* **Text segment**:
▼

A medical mix-up is annoying fans of the dystopian Netflix anthology series "Black Mirror" this season.
The "Arkangel" episode, directed by Jodie Foster, depicts the ultimate helicopter parent, Marie, who implants a chip in her daughter Sara's brain to monitor her whereabouts, bodily functions and even what she sees.
During Sara's teen years, Marie learns her daughter is pregnant and sneaks an emergency contraceptive pill into her morning smoothie in an attempt to terminate the pregnancy. Sara only learns what her mother has done after she becomes sick at school.
The problem? That's not how emergency contraception works.
According to Planned Parenthood, emergency contraceptives like the morning-after pill prevent ovulation and don't induce an abortion.
"The morning-after pill is NOT the same thing as the abortion pill (also called medication abortion or RU-486). The morning-after pill doesn't cause an abortion. It won't work if you're already pregnant, and it won't harm an existing pregnancy," reads the Planned Parenthood's website.
For some viewers, the mistake was a big deal.
"Emergency contraception does not cause abortion. Plain and simple. The 'Black Mirror' depiction is medically inaccurate and irresponsible," tweeted Dr. Daniel Grossman, director of Advancing New Standards in Reproductive Health at the University of California at San Francisco.
"What's unfortunate about this particular mass flub is that their misconception mirrors the misconception contraception opponents rely on to justify restricting women's access to reproductive options," journalist Erin Gloria Ryan wrote in the Daily Beast.

▲

* **Information shown**:

▼

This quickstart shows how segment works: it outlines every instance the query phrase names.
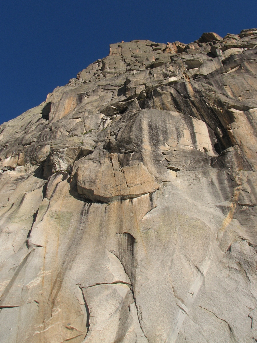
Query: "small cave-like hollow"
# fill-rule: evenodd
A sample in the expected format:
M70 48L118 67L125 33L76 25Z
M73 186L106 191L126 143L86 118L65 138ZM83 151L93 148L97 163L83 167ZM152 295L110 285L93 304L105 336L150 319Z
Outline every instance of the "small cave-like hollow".
M48 103L42 110L42 117L46 120L49 120L49 114L51 112L52 103Z

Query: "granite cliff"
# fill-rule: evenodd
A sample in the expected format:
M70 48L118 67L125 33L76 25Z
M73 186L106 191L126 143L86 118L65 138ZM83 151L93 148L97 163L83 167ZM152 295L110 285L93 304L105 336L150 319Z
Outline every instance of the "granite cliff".
M257 62L111 44L0 126L2 343L257 341Z

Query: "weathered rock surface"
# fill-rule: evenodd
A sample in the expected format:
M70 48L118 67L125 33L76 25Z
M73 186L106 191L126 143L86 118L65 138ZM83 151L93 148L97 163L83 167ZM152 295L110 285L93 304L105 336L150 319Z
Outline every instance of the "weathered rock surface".
M257 341L257 62L111 44L1 126L1 342Z

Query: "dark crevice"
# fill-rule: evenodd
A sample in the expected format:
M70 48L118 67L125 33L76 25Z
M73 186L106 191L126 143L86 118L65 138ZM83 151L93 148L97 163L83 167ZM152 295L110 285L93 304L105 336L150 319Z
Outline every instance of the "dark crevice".
M86 309L86 312L87 314L87 321L86 323L86 327L87 328L87 332L86 333L85 337L84 338L84 339L86 338L86 337L87 334L87 333L88 332L88 330L89 330L89 327L90 326L90 322L89 321L90 319L90 312L89 310L89 308L87 303L86 300L86 298L85 297L85 295L83 292L83 287L81 287L81 285L80 284L78 284L79 289L81 291L81 293L82 294L82 296L83 297L83 300L84 300L84 303L85 305L85 307Z
M51 112L51 107L52 103L48 103L42 110L42 117L46 120L49 120L49 114Z
M33 226L34 225L34 223L36 222L36 220L37 219L37 214L38 213L38 210L39 209L38 209L36 212L33 215L33 222L32 222L32 224L31 225L31 228L29 230L29 231L28 233L28 235L27 236L27 239L26 239L26 246L28 249L29 248L29 244L28 243L28 239L29 238L29 237L30 235L30 234L31 233L31 232L32 230L32 228L33 227Z

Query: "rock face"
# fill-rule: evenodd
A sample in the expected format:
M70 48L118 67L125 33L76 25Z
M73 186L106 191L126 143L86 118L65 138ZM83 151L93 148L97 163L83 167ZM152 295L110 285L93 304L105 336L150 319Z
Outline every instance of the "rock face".
M0 127L2 343L257 341L257 62L111 44Z

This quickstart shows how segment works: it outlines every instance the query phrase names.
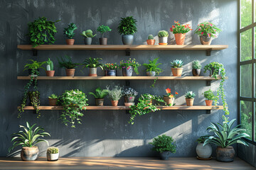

▲

* **Exercise instructions**:
A. Answer these questions from the article on the "Black Mirror" mix-up:
(i) Who directed the "Arkangel" episode?
(ii) According to Planned Parenthood, what do emergency contraceptives prevent?
(iii) In which publication did Erin Gloria Ryan write about the error?
B. List every person or fictional character named in the article on the "Black Mirror" mix-up.
C. According to the article on the "Black Mirror" mix-up, why does Erin Gloria Ryan call this error unfortunate?
The records are separate from the article and have nothing to do with it.

* **Expected responses**:
A.
(i) Jodie Foster
(ii) Ovulation
(iii) The Daily Beast

B. Marie, Sara, Jodie Foster, Daniel Grossman, Erin Gloria Ryan

C. She says the show's misconception mirrors the one that contraception opponents rely on. They use it to justify restricting women's access to reproductive options.